(Exercise passage):
--- START ---

Don Shomette

People are the Prize

A Note of Hope



My cable company changed internet plans and I was forced to pay the price—literally. My monthly bill jumped up tremendously, over sixty percent. I called to complain that I had never been notified of the change and that the increase was just too steep for the same service. When I was transferred to a customer rep, the person offered me five dollars off my bill for the next six months.

I explained to the rep that I had been with the cable company for a long time and that this was more to me than just a price increase. I felt a little betrayed, as if me being their client for ten years accounted for absolutely nothing and that I should simply switch companies since obviously there was no relationship.

The rep transferred me to a manager who listened patiently to me and then offered me a substantial credit on my bill. I replied, “Thank you. That means a lot to me,” and I meant it.

It would have been a good experience had it ended right there, but it didn’t. As I was just about to hang up, the manager added one more thing.

“Just so you understand, this will be the last time we will offer you a credit on your bill.”

This kind of stuff happens all the time. The conversation is going well, both sides are expressing what they want or feel, a happy (enough) conclusion is reached and while it should end right there, it doesn’t. Someone has to add just a little bit more, often just to make sure that the other person understands who’s in charge and the conversation ends poorly (when it didn’t need to) leaving a bad taste in someone’s mouth.

That was me and the cable company.

When you complete a conversation, especially one that has an unhappy, corrective, or negative connotation attached to it, let it end on a good note and never a warning. And just because a warning is true, that doesn’t make it necessary that you should say it or the other person should hear it.


How do you know you’re ending a conversation with a warning (threat)? It will start with something like…

“If I have to…”

“If you don’t…”

“Don’t make me…”

“This is the last time…”

“If this happens again…”

Instead, end your conversation with something like…

“I’m glad we worked it out.”

“I’m glad you feel better.”

“I’m happy that we’ve had a chance to talk.”

And if the conversation goes extremely poorly and you have that terrible feeling that nothing has been improved, you can never go wrong with saying…

“Just let me know how I can help.”

“I’ll do whatever I can.”

Warnings are nothing more than possible consequences and they can be important to know and necessary to state, just put them somewhere in the middle and not in the end. Have the conversation, say what you need to say, but do yourself and the other person a great service.

Let it end on a note of hope.

Author: Don Shomette

Don Shomette is a trainer, speaker, consultant, and owner of People are the Prize, a violence prevention company that helps people to prevent and survive a school attack. He has spent a lifetime working with police officers and principals and is consistently evaluated by those who attend his trainings as one of the best instructors ever. Don challenges, entertains, and helps school personnel to think of preventing violence in a new and positive way.

2 thoughts on “A Note of Hope

  1. You continue to “hit the nail on the head” Don. I’m going to use THIS post in my opening day meeting and save the McDonald’s post till later in the year. I also will have bookmarks made up that say something like…..”BE the note of HOPE!”

--- END ---

(Actions to take):
1) In the post "A Note of Hope," by how much did the monthly cable bill go up?
2) Rewrite more briefly the paragraph of the post "A Note of Hope" that begins "This kind of stuff happens all the time," keeping its main points.

(Exercise data):
--- START ---

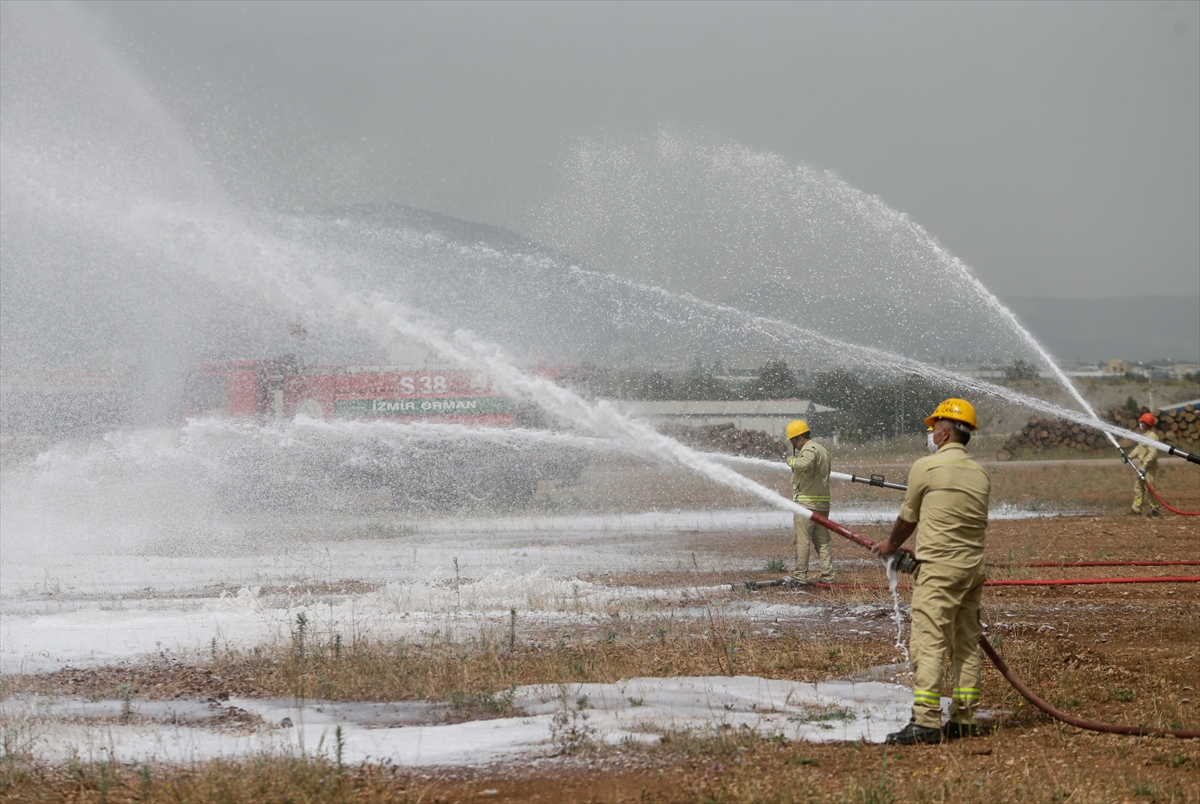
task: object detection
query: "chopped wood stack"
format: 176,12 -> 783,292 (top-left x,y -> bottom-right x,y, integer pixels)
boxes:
662,424 -> 787,461
1109,404 -> 1200,452
996,404 -> 1200,461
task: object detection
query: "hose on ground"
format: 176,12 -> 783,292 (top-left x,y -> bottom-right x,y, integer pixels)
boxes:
979,636 -> 1200,739
806,575 -> 1200,589
1142,478 -> 1200,516
812,516 -> 1200,739
988,562 -> 1200,569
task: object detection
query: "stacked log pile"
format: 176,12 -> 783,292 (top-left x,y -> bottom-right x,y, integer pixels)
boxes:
662,424 -> 787,461
1109,404 -> 1200,452
996,404 -> 1200,461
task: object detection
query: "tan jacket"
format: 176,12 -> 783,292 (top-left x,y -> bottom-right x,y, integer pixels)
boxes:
787,439 -> 829,514
900,442 -> 991,569
1129,430 -> 1163,469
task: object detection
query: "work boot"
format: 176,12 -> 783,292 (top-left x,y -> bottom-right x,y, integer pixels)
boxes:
942,720 -> 983,740
884,722 -> 942,745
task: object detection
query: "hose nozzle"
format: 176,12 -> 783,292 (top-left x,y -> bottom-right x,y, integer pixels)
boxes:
892,550 -> 920,575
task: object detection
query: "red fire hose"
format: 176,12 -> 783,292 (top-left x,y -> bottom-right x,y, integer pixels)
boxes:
979,636 -> 1200,739
810,575 -> 1200,589
988,562 -> 1200,569
1146,482 -> 1200,516
812,513 -> 1200,739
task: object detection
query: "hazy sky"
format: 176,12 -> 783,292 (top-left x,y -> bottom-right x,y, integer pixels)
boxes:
90,1 -> 1200,296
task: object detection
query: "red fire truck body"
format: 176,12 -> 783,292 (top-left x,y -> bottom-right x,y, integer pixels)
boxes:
182,358 -> 586,509
182,359 -> 515,427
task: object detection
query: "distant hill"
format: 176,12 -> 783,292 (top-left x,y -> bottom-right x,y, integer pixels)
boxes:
1002,295 -> 1200,362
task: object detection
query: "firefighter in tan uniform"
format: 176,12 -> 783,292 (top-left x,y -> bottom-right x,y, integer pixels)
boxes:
876,398 -> 991,745
1129,413 -> 1163,516
787,419 -> 833,583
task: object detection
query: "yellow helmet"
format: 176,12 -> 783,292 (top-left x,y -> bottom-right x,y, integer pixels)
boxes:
925,397 -> 979,430
787,419 -> 809,440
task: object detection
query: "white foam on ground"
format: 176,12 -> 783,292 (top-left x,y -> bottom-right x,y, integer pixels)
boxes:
0,510 -> 1060,673
4,676 -> 912,767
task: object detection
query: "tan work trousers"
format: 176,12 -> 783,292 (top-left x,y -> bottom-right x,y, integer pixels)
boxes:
1132,463 -> 1158,514
792,511 -> 833,583
908,563 -> 985,728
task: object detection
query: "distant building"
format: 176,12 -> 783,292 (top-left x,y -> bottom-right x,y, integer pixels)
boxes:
617,400 -> 836,440
1100,360 -> 1129,376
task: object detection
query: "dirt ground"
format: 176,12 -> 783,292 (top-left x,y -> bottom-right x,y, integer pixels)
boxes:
0,456 -> 1200,804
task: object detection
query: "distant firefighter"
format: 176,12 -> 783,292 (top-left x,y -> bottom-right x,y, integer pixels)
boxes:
1129,413 -> 1163,516
876,398 -> 991,745
787,419 -> 833,583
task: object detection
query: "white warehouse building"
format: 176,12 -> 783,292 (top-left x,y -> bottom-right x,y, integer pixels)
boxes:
616,400 -> 836,440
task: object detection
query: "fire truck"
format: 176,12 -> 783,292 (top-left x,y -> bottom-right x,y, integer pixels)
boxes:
182,356 -> 584,510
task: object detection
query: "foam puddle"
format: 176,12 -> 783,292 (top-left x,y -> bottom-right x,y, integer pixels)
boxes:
2,676 -> 912,767
0,511 -> 1070,673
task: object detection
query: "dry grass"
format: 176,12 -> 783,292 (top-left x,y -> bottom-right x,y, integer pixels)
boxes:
0,610 -> 894,716
0,464 -> 1200,804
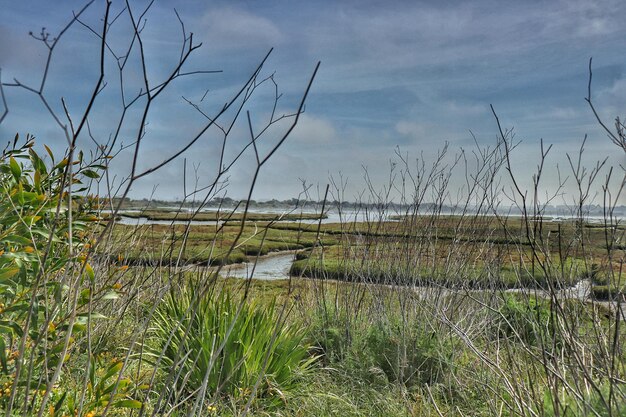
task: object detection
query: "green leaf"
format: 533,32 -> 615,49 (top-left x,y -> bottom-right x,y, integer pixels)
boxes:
83,169 -> 100,178
43,145 -> 54,164
102,290 -> 120,300
0,267 -> 20,281
9,157 -> 22,180
0,336 -> 9,375
113,400 -> 143,408
85,263 -> 96,281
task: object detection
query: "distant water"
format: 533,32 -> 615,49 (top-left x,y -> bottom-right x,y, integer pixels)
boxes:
222,252 -> 294,280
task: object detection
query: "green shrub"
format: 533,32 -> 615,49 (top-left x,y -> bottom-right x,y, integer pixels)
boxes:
150,289 -> 313,406
495,294 -> 560,346
362,322 -> 452,388
0,136 -> 141,416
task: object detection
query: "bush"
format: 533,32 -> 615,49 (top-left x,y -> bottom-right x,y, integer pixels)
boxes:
149,290 -> 313,406
363,323 -> 452,388
495,294 -> 560,346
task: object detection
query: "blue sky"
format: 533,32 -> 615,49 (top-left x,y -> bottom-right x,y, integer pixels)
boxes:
0,0 -> 626,200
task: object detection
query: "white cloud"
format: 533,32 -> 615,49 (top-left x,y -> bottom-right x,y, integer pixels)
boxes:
200,7 -> 284,49
289,114 -> 338,145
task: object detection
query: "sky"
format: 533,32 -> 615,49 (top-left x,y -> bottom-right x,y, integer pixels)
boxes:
0,0 -> 626,204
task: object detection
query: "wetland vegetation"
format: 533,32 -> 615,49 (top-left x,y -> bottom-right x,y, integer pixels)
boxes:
0,2 -> 626,417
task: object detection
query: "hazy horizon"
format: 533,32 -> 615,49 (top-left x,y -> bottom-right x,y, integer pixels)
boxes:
0,0 -> 626,204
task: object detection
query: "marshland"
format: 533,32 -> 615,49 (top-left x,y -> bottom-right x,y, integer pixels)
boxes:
0,1 -> 626,417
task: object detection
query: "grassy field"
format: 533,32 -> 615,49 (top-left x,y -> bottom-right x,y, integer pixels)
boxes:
108,216 -> 625,299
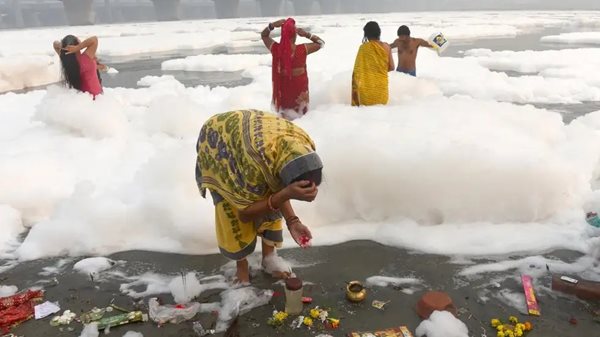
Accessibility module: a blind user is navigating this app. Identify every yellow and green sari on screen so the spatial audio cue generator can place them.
[196,110,323,260]
[352,41,389,106]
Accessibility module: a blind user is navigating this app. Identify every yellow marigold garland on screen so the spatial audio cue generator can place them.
[490,316,533,337]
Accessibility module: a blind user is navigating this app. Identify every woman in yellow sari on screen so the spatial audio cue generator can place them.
[196,110,323,283]
[352,21,394,106]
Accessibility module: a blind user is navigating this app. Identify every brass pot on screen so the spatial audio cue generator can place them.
[346,281,367,303]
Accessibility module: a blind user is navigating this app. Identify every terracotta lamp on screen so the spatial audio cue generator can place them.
[417,291,456,319]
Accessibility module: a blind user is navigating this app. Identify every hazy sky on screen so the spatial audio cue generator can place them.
[0,0,600,28]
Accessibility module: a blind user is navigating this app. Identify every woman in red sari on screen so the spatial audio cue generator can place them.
[261,18,325,120]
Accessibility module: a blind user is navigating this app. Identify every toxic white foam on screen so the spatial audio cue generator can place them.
[0,13,600,268]
[73,257,117,275]
[415,311,469,337]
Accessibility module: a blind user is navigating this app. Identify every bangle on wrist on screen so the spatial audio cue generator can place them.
[285,215,300,228]
[267,194,279,212]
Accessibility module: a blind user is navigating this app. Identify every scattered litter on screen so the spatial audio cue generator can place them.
[490,316,533,337]
[34,302,60,319]
[79,323,100,337]
[50,310,77,326]
[192,322,215,337]
[521,275,540,316]
[267,310,288,327]
[346,281,367,303]
[348,326,413,337]
[123,331,144,337]
[371,300,390,310]
[79,307,112,324]
[0,290,44,333]
[0,286,19,297]
[98,311,148,330]
[148,297,202,325]
[215,287,273,332]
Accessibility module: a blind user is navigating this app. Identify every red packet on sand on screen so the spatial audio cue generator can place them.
[521,275,540,316]
[348,326,413,337]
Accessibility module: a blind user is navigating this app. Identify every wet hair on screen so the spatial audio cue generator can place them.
[363,21,381,41]
[398,25,410,36]
[291,168,323,186]
[60,35,81,90]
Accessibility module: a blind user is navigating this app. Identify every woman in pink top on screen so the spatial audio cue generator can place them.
[54,35,102,98]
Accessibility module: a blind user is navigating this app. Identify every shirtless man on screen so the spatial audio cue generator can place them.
[390,26,433,76]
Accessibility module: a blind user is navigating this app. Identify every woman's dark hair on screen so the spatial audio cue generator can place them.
[292,168,323,186]
[398,25,410,36]
[363,21,381,40]
[60,35,81,90]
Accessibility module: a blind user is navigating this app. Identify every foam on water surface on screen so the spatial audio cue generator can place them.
[415,311,469,337]
[0,12,600,278]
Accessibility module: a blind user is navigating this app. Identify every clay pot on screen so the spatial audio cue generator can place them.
[346,281,367,303]
[417,291,456,319]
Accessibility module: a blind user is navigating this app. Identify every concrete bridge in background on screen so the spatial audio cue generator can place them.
[0,0,600,28]
[0,0,354,28]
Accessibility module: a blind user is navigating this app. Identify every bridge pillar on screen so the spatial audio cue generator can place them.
[152,0,181,21]
[319,0,338,14]
[294,0,316,15]
[338,0,361,13]
[258,0,283,16]
[63,0,94,26]
[10,0,25,28]
[214,0,240,19]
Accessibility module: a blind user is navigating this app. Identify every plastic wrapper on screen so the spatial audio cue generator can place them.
[148,298,202,324]
[0,290,44,333]
[97,311,148,330]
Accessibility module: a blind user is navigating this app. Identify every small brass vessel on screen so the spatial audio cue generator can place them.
[346,281,367,303]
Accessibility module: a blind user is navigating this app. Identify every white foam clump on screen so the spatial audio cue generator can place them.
[0,53,60,93]
[0,203,25,253]
[215,287,273,332]
[541,32,600,45]
[35,87,128,138]
[415,311,469,337]
[73,257,117,275]
[0,11,595,91]
[79,323,100,337]
[0,285,19,297]
[161,54,271,71]
[0,13,600,262]
[119,273,173,299]
[169,272,229,304]
[123,331,144,337]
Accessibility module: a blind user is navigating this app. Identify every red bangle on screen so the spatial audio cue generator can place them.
[267,194,279,212]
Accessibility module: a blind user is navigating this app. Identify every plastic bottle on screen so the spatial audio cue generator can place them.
[585,212,600,228]
[285,277,303,315]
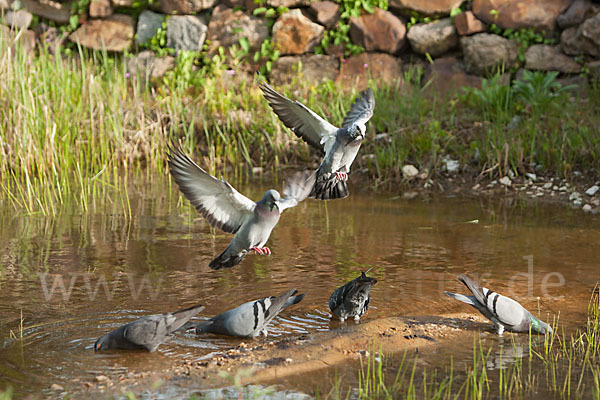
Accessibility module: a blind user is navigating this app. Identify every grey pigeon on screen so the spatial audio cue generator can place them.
[168,145,315,269]
[196,290,304,337]
[260,82,375,200]
[94,305,204,352]
[329,271,377,322]
[444,274,552,335]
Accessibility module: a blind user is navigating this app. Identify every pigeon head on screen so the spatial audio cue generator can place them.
[529,315,552,335]
[257,189,281,211]
[94,333,117,351]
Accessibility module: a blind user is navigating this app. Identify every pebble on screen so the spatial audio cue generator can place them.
[585,185,600,196]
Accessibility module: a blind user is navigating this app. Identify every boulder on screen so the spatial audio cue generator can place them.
[350,8,406,54]
[473,0,573,32]
[88,0,113,18]
[454,11,485,36]
[207,4,269,52]
[135,10,166,44]
[167,15,208,51]
[556,0,592,29]
[20,0,73,24]
[273,8,325,54]
[308,0,340,29]
[389,0,463,16]
[4,10,33,30]
[127,50,175,79]
[69,14,135,51]
[338,53,403,90]
[525,44,581,74]
[560,25,600,57]
[406,18,458,57]
[422,57,482,97]
[270,54,340,85]
[460,33,518,75]
[157,0,218,15]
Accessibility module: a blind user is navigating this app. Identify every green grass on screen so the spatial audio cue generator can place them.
[0,30,600,215]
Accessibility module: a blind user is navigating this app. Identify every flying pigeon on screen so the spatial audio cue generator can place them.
[168,144,315,269]
[196,290,304,337]
[444,274,552,335]
[94,305,204,352]
[329,271,377,322]
[259,82,375,200]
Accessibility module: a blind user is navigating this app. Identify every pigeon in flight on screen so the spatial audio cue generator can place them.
[260,82,375,200]
[94,305,204,352]
[444,274,552,335]
[196,290,304,337]
[168,144,315,269]
[329,271,377,322]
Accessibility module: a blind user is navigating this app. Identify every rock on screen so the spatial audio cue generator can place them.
[167,15,208,51]
[338,53,403,90]
[308,1,340,29]
[4,10,33,30]
[20,0,73,24]
[560,26,600,57]
[88,0,113,18]
[389,0,462,16]
[406,18,458,57]
[460,33,518,75]
[454,11,485,36]
[525,44,581,74]
[556,0,592,29]
[402,164,419,179]
[207,5,270,52]
[422,57,482,97]
[135,10,166,44]
[157,0,218,15]
[127,50,175,80]
[270,54,340,85]
[585,185,600,196]
[69,14,135,51]
[473,0,572,32]
[350,7,406,54]
[273,8,325,54]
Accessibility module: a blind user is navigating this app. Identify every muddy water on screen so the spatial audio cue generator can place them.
[0,181,600,394]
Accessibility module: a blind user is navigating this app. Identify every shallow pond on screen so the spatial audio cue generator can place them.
[0,180,600,394]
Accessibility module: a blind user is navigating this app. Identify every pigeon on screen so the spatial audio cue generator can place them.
[444,274,552,335]
[196,290,304,337]
[329,271,377,322]
[168,144,316,269]
[94,305,204,352]
[259,81,375,200]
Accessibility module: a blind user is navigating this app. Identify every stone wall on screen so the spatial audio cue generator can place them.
[0,0,600,90]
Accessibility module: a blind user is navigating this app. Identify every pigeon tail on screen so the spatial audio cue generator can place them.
[308,174,350,200]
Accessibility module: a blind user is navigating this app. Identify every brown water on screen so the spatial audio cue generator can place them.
[0,180,600,394]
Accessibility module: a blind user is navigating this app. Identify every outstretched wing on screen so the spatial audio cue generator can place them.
[342,88,375,128]
[168,144,256,233]
[259,82,338,151]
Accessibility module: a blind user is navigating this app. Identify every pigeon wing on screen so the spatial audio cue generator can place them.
[168,144,256,233]
[259,82,338,151]
[342,88,375,128]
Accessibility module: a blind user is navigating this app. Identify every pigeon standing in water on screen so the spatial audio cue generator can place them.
[168,145,315,269]
[94,305,204,352]
[444,274,552,335]
[329,271,377,322]
[260,82,375,200]
[196,290,304,337]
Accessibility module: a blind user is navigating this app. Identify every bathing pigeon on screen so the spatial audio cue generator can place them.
[260,82,375,200]
[168,144,316,269]
[196,290,304,337]
[444,274,552,335]
[94,305,204,352]
[329,271,377,322]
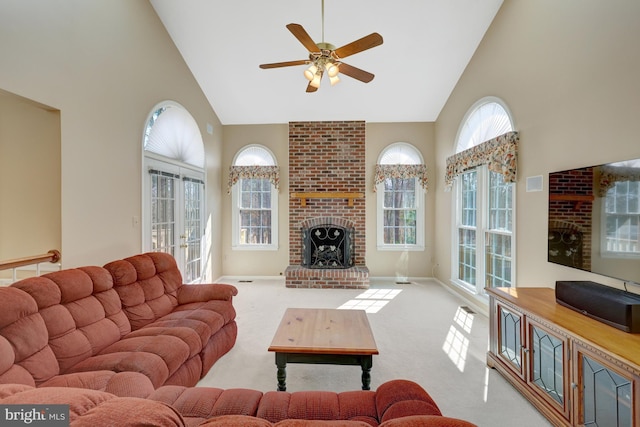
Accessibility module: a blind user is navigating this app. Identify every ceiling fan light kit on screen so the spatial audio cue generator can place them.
[260,0,382,92]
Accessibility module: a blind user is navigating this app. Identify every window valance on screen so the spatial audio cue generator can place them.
[227,166,280,194]
[373,165,429,191]
[598,166,640,197]
[444,131,520,190]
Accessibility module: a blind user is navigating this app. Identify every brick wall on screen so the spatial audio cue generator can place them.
[289,121,366,265]
[549,167,593,270]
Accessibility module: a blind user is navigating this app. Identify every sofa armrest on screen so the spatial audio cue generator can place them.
[380,415,478,427]
[376,380,442,423]
[178,283,238,304]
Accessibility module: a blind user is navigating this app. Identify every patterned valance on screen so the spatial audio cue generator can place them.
[444,131,520,190]
[227,166,280,194]
[598,165,640,197]
[373,165,429,191]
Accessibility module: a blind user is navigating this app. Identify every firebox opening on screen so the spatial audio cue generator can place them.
[302,224,353,269]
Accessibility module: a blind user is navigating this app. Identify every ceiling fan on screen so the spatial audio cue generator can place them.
[260,0,382,92]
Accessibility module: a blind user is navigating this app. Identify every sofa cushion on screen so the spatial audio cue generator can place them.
[0,384,185,426]
[274,419,370,427]
[104,252,182,330]
[0,287,60,386]
[11,267,131,373]
[198,415,273,427]
[39,371,154,398]
[69,335,190,387]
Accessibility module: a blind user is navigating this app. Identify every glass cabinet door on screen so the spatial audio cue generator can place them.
[528,321,569,418]
[578,352,634,427]
[497,303,524,378]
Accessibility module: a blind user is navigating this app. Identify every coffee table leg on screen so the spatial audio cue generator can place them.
[276,352,287,391]
[360,356,373,390]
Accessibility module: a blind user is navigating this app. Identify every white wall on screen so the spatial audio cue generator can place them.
[0,90,62,260]
[0,0,222,277]
[434,0,640,287]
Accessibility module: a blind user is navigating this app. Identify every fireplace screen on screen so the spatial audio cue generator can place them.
[302,225,353,268]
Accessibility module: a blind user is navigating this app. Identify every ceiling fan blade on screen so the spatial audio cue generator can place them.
[287,24,320,52]
[334,33,382,58]
[338,62,375,83]
[260,59,309,69]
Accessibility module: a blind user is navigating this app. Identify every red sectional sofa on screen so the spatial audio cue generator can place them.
[0,253,473,427]
[0,380,475,427]
[0,253,237,388]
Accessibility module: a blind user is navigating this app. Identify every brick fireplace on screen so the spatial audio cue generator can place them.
[285,121,369,289]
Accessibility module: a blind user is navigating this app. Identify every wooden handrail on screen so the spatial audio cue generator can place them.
[0,249,62,270]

--- END ---

(Answers by task):
1) Over sixty percent.

2) This happens often: a conversation goes well and both sides express what they want or feel. They reach a happy enough conclusion where it should end. Then someone adds a little more, often to show who's in charge. The conversation ends poorly when it didn't need to, leaving a bad taste in someone's mouth.